YANG PERLU DILAKUKAN – Tolong lanjutkan teks bacaan di bawah tentang posisi dan peran ulama perempuan, mulai setelah kalimat terakhirnya.

TEKS BACAAN –
Posisi dan Peran Ulama Perempuan
Di zaman Rasulullah saw, kaum perempuan sudah berperan dalam berbagai macam aspek pekerjaan. Terutama aspek pendidikan atau memberi fatwa.  Ummahat al-mu’minin, Aishah mempersilahkan kepada orang yang ingin mendalami sunnah Rasulullah saw. Bahkan sebagian mereka turut serta dalam jihad di jalan Allah dan ikut berperang yang dipimpin oleh Rasulullah saw. Misalnya, Nasibah bint. Ka’ab ikut serta dalam perang Uhud, Aminah bint. Qaysh al-Ghifariyah dan Ablat Bila’ Khusna ikut dalam perang Khaybar, Ummu ‘Atiyah al-Ansariyah dan al-Rabi’ah bint. Mas’ud yang ikut dalam peperangan lainnya. Pada masaKalifah-pun perempuan memiliki peran penting. Umar bin al-Khattab mengangkat al-Shifa’ bint. Abdillah sebagai pengawas keuangan yang merupakan tugas penting bagi negara. Peran perempuan khususnya dalam memberi fatwa>ini sudah teraplikasi pada zaman Rasulullah saw. Dan menurut penulis peran memberi fatwa ini bisa diqiyaskan salah satu di antara peran Ulama. Untuk lebih jelasnya, penulis akan menjelaskan beberapa pengertian “ulama” menurut persepsi yang berbeda-beda.
Secara etimologi ulama berasal dari kata ‘alima-ya’lamu-‘ilman (orang yang memiliki ilmu yang mendalam, luas dan mantap). Di dalam al-Qur’an terdapat dua kata ulama yaitu pada surat Fatir ayat 28 dan surat al-Shu‘ara’ ayat 197. Sedang secara terminologis ulama berarti:
Pertama, menurut Muhammad Nawa>wi> dari Tanahara Banten Jawa Barat dalam Sharah Asma’ al-Husna dan Sayyid Qutb dalam tafsirnya Fi al-Zilal al Qur’an (jilid VI juz xxii:130):
ulama adalah hamba Allah yang memiliki jiwa dan kekuatan ‘khashyatullah’, mengenal Allah dengan pengertian yang hakiki, pewaris Nabi, pelita ummat dengan ilmu dan bimbingannya, menjadi pemimpin dan panutan yang uswah h}asanah dalam ketaqwaan dan istiqamah yang menjadi landasan baginya dalam beribadah dan beramal shaleh selalu benar dan adil. Sebagai mujahid dalam menegakkan kebenaran, tidak takut pada celaan dan tidak mengikuti hawa nafsu, menyuruh yang ma‘ruf dan mencegah pada yang munkar.

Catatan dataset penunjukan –
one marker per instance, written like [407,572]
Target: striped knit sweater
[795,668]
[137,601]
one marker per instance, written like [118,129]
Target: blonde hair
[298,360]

JAWABAN –
Kedua, menurut Horikoshi ulama adalah sekelompok sarjana hukum Islam yang secara tradisional berfungsi sebagai muballigh, guru dan tempat bertanya umat Islam dan khalifah.
Secara teoritis peranan mereka sebagai ahli hukum Islam ortodoksi menjamin praktek-praktek keagamaan para penganut dan persoalan-persoalan kenegaraan sesuai dengan shari‘ah Islam. Dalam kehidupan masyarakat lokal, wilayah kekuasaan ulama biasanya dibatasi pada lembaga-lembaga Islam semacam masjid dan madrasah, di mana mereka mengabdi sebagai fungsionaris agama.
Ketiga, menurut Ibn al-Jawzi, ulama adalah orang yang berilmu dengan segala disiplin ilmunya, seperti para Qari’, ahli Hadith, ahli Fiqh, ahli al-wu’az dan ahli al -Qisas (para penasehat dan penutur kisah), ahli al-Lughah dan para al-Shu’ara’.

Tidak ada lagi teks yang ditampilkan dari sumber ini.